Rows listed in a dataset
──────────

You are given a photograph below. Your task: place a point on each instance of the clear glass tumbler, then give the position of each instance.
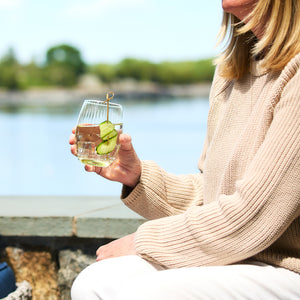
(97, 133)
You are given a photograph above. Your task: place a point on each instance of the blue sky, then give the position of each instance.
(110, 30)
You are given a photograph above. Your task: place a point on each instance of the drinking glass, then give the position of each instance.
(97, 133)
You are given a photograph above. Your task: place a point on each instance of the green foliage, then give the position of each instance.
(64, 65)
(9, 71)
(105, 72)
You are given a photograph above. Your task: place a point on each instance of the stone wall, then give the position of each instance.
(50, 265)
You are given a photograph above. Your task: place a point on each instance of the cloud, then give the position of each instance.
(82, 8)
(10, 4)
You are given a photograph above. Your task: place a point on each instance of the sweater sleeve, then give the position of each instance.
(160, 194)
(244, 223)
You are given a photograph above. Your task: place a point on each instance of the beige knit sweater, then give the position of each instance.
(245, 201)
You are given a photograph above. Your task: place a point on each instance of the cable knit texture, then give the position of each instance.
(245, 201)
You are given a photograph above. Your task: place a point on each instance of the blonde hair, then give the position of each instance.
(280, 40)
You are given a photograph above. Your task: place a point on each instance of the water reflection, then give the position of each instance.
(36, 159)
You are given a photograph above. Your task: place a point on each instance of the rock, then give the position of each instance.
(36, 267)
(71, 264)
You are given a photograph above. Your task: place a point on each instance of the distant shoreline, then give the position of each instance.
(126, 90)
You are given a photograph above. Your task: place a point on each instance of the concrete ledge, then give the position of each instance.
(55, 216)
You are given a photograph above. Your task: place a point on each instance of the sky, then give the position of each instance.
(107, 31)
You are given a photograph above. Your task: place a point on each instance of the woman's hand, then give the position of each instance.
(121, 247)
(126, 169)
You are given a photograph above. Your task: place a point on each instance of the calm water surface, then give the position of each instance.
(36, 159)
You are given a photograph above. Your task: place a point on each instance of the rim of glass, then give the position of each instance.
(101, 103)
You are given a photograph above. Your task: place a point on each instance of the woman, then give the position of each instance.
(232, 231)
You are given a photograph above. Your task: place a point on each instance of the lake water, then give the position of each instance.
(36, 159)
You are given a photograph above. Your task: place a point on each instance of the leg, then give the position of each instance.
(102, 279)
(240, 282)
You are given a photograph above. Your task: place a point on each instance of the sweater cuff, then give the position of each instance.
(150, 179)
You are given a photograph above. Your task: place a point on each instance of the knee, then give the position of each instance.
(83, 286)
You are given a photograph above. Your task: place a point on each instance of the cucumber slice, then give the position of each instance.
(110, 135)
(107, 146)
(106, 127)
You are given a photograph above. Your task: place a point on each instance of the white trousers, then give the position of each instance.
(132, 278)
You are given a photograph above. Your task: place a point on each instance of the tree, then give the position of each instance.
(9, 71)
(64, 65)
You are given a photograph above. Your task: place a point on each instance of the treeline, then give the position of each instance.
(64, 66)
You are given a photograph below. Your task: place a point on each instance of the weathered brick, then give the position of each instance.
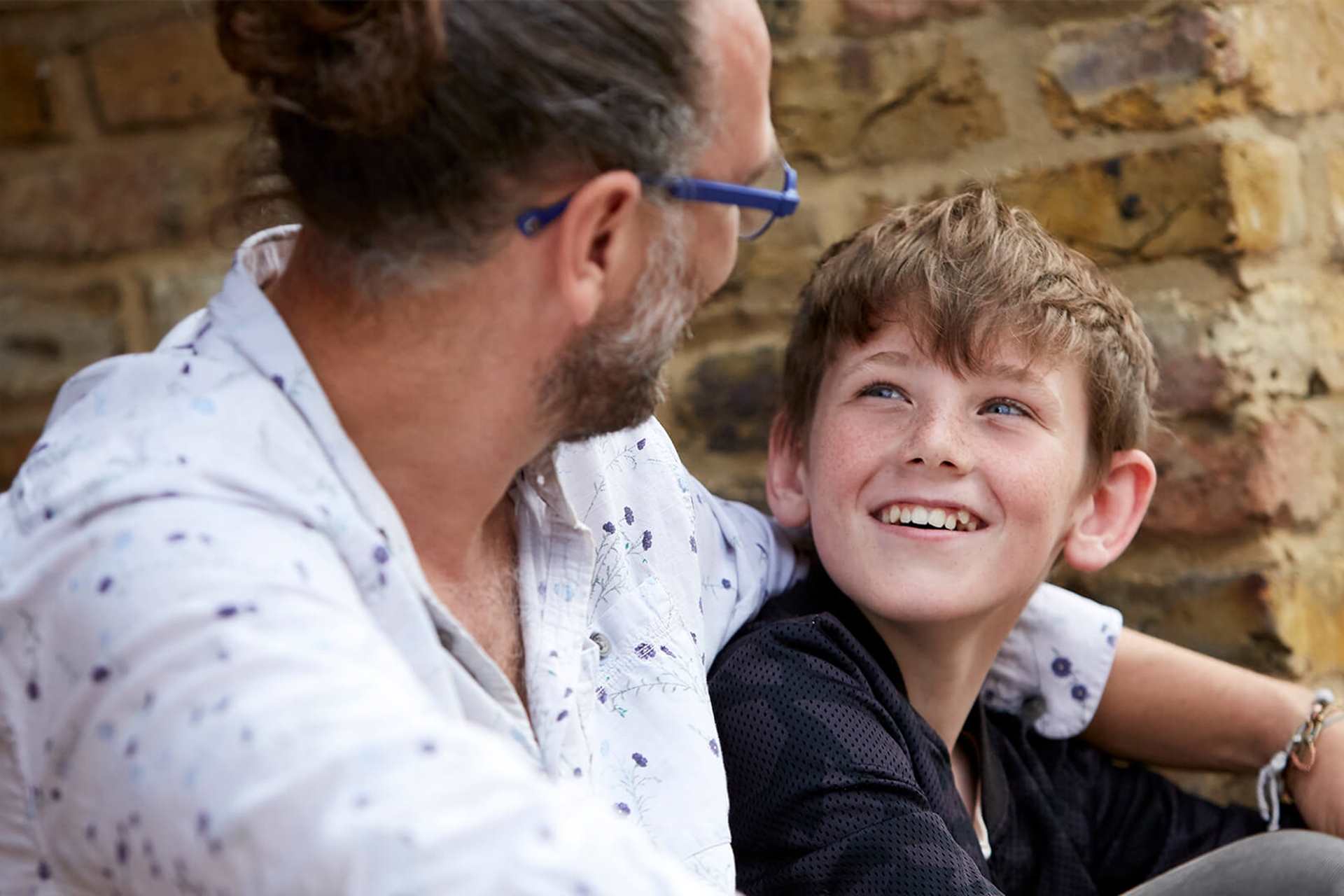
(1053, 11)
(729, 399)
(93, 202)
(164, 73)
(1200, 198)
(1294, 51)
(881, 101)
(1272, 601)
(1215, 477)
(879, 16)
(179, 289)
(1167, 71)
(24, 106)
(1265, 186)
(1224, 613)
(1218, 348)
(1335, 197)
(48, 333)
(20, 425)
(1284, 340)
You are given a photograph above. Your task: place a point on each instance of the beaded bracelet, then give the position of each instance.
(1300, 750)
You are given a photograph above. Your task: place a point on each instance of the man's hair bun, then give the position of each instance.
(355, 66)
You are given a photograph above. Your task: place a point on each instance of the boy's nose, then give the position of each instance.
(936, 444)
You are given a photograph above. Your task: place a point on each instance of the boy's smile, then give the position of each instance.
(934, 496)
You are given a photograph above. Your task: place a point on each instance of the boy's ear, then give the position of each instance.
(785, 477)
(1109, 517)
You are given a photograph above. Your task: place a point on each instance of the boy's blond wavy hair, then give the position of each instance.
(965, 273)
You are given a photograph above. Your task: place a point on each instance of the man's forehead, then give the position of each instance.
(736, 52)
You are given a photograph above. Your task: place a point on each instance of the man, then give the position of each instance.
(304, 601)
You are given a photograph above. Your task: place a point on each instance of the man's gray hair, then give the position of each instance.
(407, 131)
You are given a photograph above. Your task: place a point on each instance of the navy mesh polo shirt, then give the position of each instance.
(838, 786)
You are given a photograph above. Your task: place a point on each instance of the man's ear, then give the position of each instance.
(1109, 517)
(785, 480)
(600, 245)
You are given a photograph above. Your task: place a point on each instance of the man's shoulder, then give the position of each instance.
(136, 428)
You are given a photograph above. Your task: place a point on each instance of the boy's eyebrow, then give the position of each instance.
(1014, 372)
(892, 358)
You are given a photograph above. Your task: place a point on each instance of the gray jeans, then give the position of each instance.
(1300, 862)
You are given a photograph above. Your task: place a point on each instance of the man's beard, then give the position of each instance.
(610, 375)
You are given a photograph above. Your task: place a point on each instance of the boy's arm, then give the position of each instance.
(1175, 707)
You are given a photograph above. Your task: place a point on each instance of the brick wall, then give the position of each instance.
(1196, 149)
(1198, 152)
(118, 121)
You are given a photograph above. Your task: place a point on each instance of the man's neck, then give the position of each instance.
(430, 391)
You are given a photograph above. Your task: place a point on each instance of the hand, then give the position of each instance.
(1320, 792)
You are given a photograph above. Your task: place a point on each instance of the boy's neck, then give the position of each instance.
(944, 664)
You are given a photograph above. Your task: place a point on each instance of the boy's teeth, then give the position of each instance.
(932, 517)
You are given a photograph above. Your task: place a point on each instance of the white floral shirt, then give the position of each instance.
(222, 671)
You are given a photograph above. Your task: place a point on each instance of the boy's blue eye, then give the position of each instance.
(1004, 407)
(882, 390)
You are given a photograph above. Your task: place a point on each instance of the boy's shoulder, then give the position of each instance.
(808, 634)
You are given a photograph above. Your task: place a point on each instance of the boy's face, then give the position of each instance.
(1002, 454)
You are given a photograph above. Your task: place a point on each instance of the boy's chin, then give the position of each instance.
(914, 603)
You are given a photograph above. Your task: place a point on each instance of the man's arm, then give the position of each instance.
(217, 706)
(1175, 707)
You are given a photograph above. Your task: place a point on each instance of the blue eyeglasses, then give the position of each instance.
(758, 207)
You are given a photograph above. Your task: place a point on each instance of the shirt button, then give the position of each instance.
(604, 644)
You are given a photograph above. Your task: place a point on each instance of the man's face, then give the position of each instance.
(901, 448)
(610, 377)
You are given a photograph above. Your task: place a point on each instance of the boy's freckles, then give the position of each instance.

──────────

§ **Task prompt**
Please quote every row above word for word, omitting the pictures.

§ **Output of the task**
You are given a photograph below. Your task: place a point on each instance of the clear glass tumbler, then give the position of each instance.
(97, 133)
You are given a photograph above. Your task: place a point on each instance of the blue sky, then give the position of each instance.
(110, 30)
You are given a photograph above. Your task: place a point on each instance of the drinking glass, then give the position of each instance.
(97, 133)
You are given a photograph above. Your task: place a point on each instance of the green foliage, then give the position of each instance.
(64, 65)
(9, 71)
(105, 72)
You are given a photograph above. Your task: place a point on each instance of the stone wall, then give the position of each instance.
(50, 265)
You are given a photograph above. Your task: place a point on each instance of the cloud, then give the position of each instance.
(82, 8)
(10, 4)
You are given a photograph above. Your task: place a point on each instance of the sweater sleeve, then give the position of each instance.
(160, 194)
(244, 223)
You are given a photograph above. Your task: place a point on each instance of the beige knit sweater, then give the position of each instance.
(245, 201)
You are given a photograph above. Your task: place a point on each instance of the cable knit texture, then give the position of each instance.
(245, 201)
You are given a photograph above. Your task: place a point on each instance of the blonde hair, then give the position of each instance.
(280, 40)
You are given a photograph above. Your task: place a point on each instance of the water reflection, then give the position of each instance.
(36, 159)
You are given a photograph above. Your task: place a point on each instance of the rock, then give the position of each instance.
(36, 267)
(71, 264)
You are given a photograph above. Your task: place a point on each instance of the distant shoreline, then give the position of each instance.
(126, 90)
You are given a photograph above. Your task: place a point on each instance of the concrete ledge, then give the position of each instance.
(55, 216)
You are given a photograph above. Your task: place a point on each instance of the sky, then give the position of each instance.
(107, 31)
You are given a photograph above. Your task: place a point on each instance of the woman's hand, then give the position of each instance.
(121, 247)
(126, 169)
You are given a photograph above. Your task: place a point on each instance of the calm water surface, then give the position of each instance.
(36, 159)
You are given a photograph above. Your task: place a point on each instance of the rim of glass, then give the position of each instance.
(101, 103)
You are given a photograph above. Your task: place a point on each instance of the woman, then give the position of each instance.
(232, 231)
You are given a photograph above. Your task: place a point on each instance of the lake water, then give the position of each instance.
(36, 159)
You are given a photograph above. Your task: place a point on each instance of the leg, then give the position of each instance.
(102, 279)
(240, 282)
You are given a photograph above. Your task: place a point on each instance of the sweater cuff, then give the position of each instance.
(150, 179)
You are given a photograph above. Your task: place a point on each instance of the knee, then give the position of each instance.
(83, 286)
You are given a photograph above. Your task: place a point on each instance of the cucumber slice, then give the position of each instance.
(110, 135)
(107, 146)
(106, 127)
You are given a photograph above. Your task: place a point on each instance of the white trousers, then give the position of each instance.
(132, 278)
You are given a photograph above. Your task: place a point on each instance of the tree, then give the position of each instance.
(9, 71)
(64, 65)
You are given a photograph above. Your task: place a point on each instance of the treeline, then give the position of each instance.
(64, 66)
You are given a photograph below. Your task: place a point on each instance of the weathered brick, then give the position of each instance.
(1053, 11)
(729, 399)
(93, 202)
(164, 73)
(1200, 198)
(1294, 51)
(881, 101)
(1272, 601)
(1215, 477)
(879, 16)
(179, 289)
(1167, 71)
(24, 106)
(1265, 186)
(1224, 613)
(1218, 348)
(1335, 197)
(48, 333)
(20, 425)
(1284, 340)
You are given a photograph above. Your task: place a point on each instance of the beaded bracelet, then give the position of each instance.
(1300, 750)
You are given a photograph above. Your task: place a point on each instance of the man's hair bun, then give the position of each instance.
(355, 66)
You are given a photograph above. Your task: place a point on each instance of the boy's nose, then give the position of each instance.
(936, 444)
You are given a photograph above. Your task: place a point on each instance of the boy's smile, then give the position of each instance.
(934, 496)
You are given a photograph above. Your task: place a point on each instance of the boy's ear, then give the position of each instance.
(785, 477)
(1109, 517)
You are given a photograph above. Your task: place a point on each instance of the boy's blond wavy hair, then give the position of each instance.
(965, 273)
You are given a photograph above. Your task: place a point on each instance of the man's forehead, then give the position of each instance.
(736, 52)
You are given a photograph above. Your task: place a point on each instance of the man, then give the position of each instance.
(304, 601)
You are given a photograph above. Your task: place a point on each instance of the man's gray hair, then give the position of each instance.
(407, 131)
You are given a photograph above. Your task: place a point on each instance of the navy mesh polo shirt, then give the position of each instance.
(838, 786)
You are given a photograph above. Your task: place a point on each instance of the man's ear, then give the position of each instance.
(1109, 517)
(785, 480)
(600, 245)
You are given a photograph above. Your task: place a point on each instance of the man's shoulder, then give the position of each instance.
(136, 428)
You are given a photograph above. Your task: place a point on each instance of the boy's eyebrow, then give the position of each instance.
(1014, 372)
(892, 358)
You are given a photograph above. Your task: place a point on each instance of the gray jeans, then give the position of each instance.
(1300, 862)
You are given a photograph above. Your task: place a point on each instance of the man's beard, then give the position of each instance.
(610, 375)
You are given a photograph above. Your task: place a point on each instance of the boy's arm, then give the position of each instance.
(1175, 707)
You are given a photograph above. Your task: place a point on each instance of the brick wall, then give the position of each instance.
(1196, 149)
(1198, 152)
(118, 121)
You are given a photograph above. Your task: place a point on each instance of the man's neck, then give the position of each instance.
(430, 391)
You are given a photograph above. Your task: place a point on each instance of the hand, then give the position of each instance.
(1320, 792)
You are given a photograph above. Your task: place a point on each instance of the boy's neck, then give the position of each instance.
(944, 664)
You are given a photograph above. Your task: place a point on each instance of the boy's teeth, then give the position of each instance.
(932, 517)
You are given a photograph above. Your task: place a point on each instance of the white floral shirt, then give the position of each instance.
(222, 671)
You are given a photograph above. Your task: place a point on each instance of the boy's blue eye, then give the position of each instance.
(1004, 407)
(882, 390)
You are given a photograph above. Your task: place a point on each instance of the boy's shoulder, then give the position of each instance.
(808, 634)
You are given a photograph above. Your task: place a point on each instance of the boy's face, then give the position of each instance.
(1002, 454)
You are given a photograph above. Your task: place a point on each instance of the boy's chin, then give the position of each instance.
(914, 603)
You are given a photograph above. Your task: place a point on each instance of the man's arm, then give the position of each instance.
(217, 706)
(1175, 707)
You are given a photograph above. Your task: place a point on each instance of the blue eyeglasses, then give the position of each instance.
(758, 207)
You are given a photograph above. Your task: place a point on each instance of the shirt button, then give the position of each instance.
(604, 644)
You are given a photograph above. Your task: place a point on each instance of the man's face, then give the position of each instance.
(901, 448)
(610, 377)
You are given a photograph above. Your task: place a point on each instance of the boy's freckles, then give the position of each instance.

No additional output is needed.